Stored dataset entries
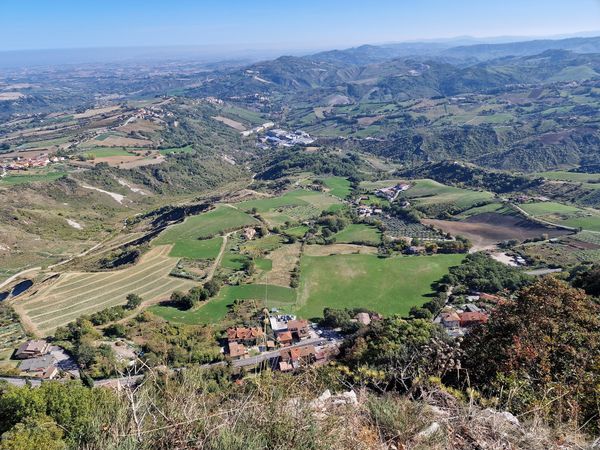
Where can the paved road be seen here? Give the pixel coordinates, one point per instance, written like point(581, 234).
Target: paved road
point(253, 360)
point(126, 381)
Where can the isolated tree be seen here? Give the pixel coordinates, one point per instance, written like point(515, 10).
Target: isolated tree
point(37, 432)
point(542, 350)
point(133, 301)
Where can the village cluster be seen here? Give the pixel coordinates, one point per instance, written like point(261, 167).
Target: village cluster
point(388, 193)
point(286, 343)
point(458, 319)
point(18, 163)
point(40, 359)
point(282, 138)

* STATED PROBLEM
Convert the part of the material above that begins with the line containing "Where can the village" and continues to the end of the material into a JSON list of strings, one string per line, with blank lines omitted.

* REPLY
[
  "Where can the village cluster be seen here? Give the pixel coordinates, one point per instance, written like point(261, 167).",
  "Target: village cluster",
  "point(388, 193)",
  "point(286, 343)",
  "point(458, 319)",
  "point(18, 163)",
  "point(40, 359)",
  "point(282, 138)"
]